**Task directions**
In the article on the album Juice, on what date did "The Rain" receive gold certification from the Recording Industry Association of America?

**Provided text**
┌────────
Studio album by Oran "Juice" Jones
- Released: February 12, 1986
- Recorded: 1985–1986
- Studios: Chung King House of Metal; Shakedown Sound; Unique; New Fresh; Rawlston;
- Genre: R&B
- Length: 40:59
- Labels: Def Jam; Columbia;
- Producers: Kurtis Blow; Russell Simmons; Vincent Bell;

Oran "Juice" Jones chronology
|  | Juice (1986) | GTO: Gangsters Takin' Over (1987) |

Singles from Juice
- "The Rain" Released: 1986;

= Juice (Oran "Juice" Jones album) =

Juice is the debut studio album by American singer Oran "Juice" Jones. It was released in 1986 through Def Jam Recordings, marking the first R&B album the label ever released. The recording sessions took place at Chung King House of Metal, Shakedown Sound Studios, Unique Recording, New Fresh, and Rawlston Recording Studio, in Brooklyn. The album was produced by Vincent Bell, Russell Simmons, and Kurtis Blow. It peaked at number 44 on the Billboard 200 and number 3 on the Top R&B/Hip-Hop Albums charts. "The Rain" reached number 9 on the Billboard Hot 100 and received gold certification by the Recording Industry Association of America on October 7, 1991.

Professional ratings
Review scores
| Source | Rating |
| AllMusic | Star |
| The Village Voice | C+ |

==Track listing==

| No. | Title | Writer(s) | Producer(s) | Length |
|---|---|---|---|---|
| 1. | "The Rain" | Vincent F. Bell | Vincent Bell; Russell Simmons; | 5:09 |
| 2. | "You Can't Hide From Love" | Bell | Vincent Bell; Russell Simmons; | 5:14 |
| 3. | "Here I Go Again" | Al Cleveland; Terry Johnson; William Robinson; Warren Moore; | Vincent Bell; Russell Simmons; | 4:51 |
| 4. | "Curiosity" | Bell | Vincent Bell; Russell Simmons; | 4:04 |
| 5. | "Your Song" | Oran Jones; David Reeves; Larry Smith; Trevor Gale; | Vincent Bell; Russell Simmons; | 4:37 |
| 6. | "Love Will Find a Way" | Jones; Izzy Flores; | Vincent Bell; Russell Simmons; | 3:55 |
| 7. | "It's Yours" | Jones; Kurtis Walker; Steve Breck; Danny Harris; | Kurtis Blow | 4:07 |
| 8. | "1.2.1." | Bell; Frederick Gordon; | Vincent Bell; Russell Simmons; | 4:16 |
| 9. | "Two Faces" | Michael Gabriel | Vincent Bell; Russell Simmons; | 4:46 |
| Total length: |  |  |  | 40:59 |

==Personnel==

- Oran "Juice" Jones – vocals, vocal arranger
- Vincent F. Bell – backing vocals, arrangement, vocal arranger, drum programming, producer (tracks: 1–6, 8, 9)
└────────
**Raw data**
┌────────
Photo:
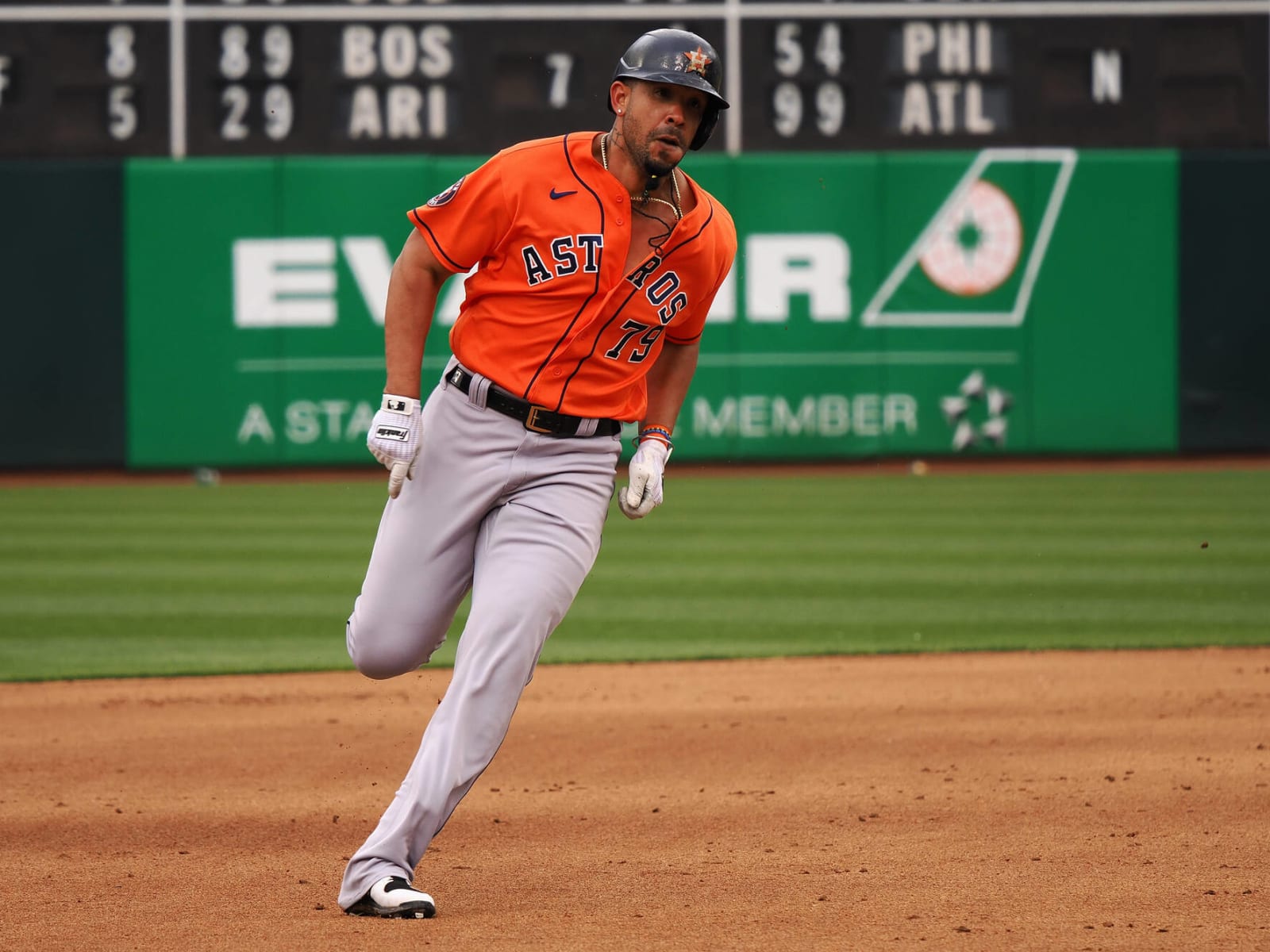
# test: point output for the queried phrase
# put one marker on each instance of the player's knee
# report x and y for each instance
└────────
┌────────
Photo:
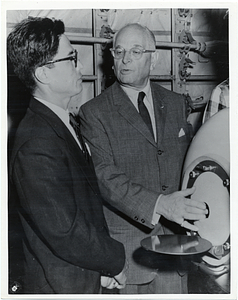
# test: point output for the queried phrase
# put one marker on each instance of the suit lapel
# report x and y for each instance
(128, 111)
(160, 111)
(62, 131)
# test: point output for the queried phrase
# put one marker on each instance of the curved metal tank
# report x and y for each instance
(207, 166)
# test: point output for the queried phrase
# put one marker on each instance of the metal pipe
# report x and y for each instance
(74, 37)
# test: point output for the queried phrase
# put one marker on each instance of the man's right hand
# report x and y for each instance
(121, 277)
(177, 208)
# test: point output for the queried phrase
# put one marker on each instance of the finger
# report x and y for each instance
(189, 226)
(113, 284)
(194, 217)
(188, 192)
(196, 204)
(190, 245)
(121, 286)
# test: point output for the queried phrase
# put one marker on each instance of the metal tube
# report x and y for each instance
└────────
**Exercise solution**
October 7, 1991